[Natural language region descriptions]
* * * *
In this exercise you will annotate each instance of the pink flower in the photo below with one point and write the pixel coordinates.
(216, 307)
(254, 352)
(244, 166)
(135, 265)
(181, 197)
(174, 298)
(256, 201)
* * * *
Activity ::
Every line above should be duplicated exactly as it stands.

Result of this exercise ::
In this exercise you will annotate each instance of the pink flower in the photo below with one point and write the pixel coordinates.
(216, 307)
(254, 352)
(244, 166)
(135, 265)
(181, 197)
(174, 298)
(256, 201)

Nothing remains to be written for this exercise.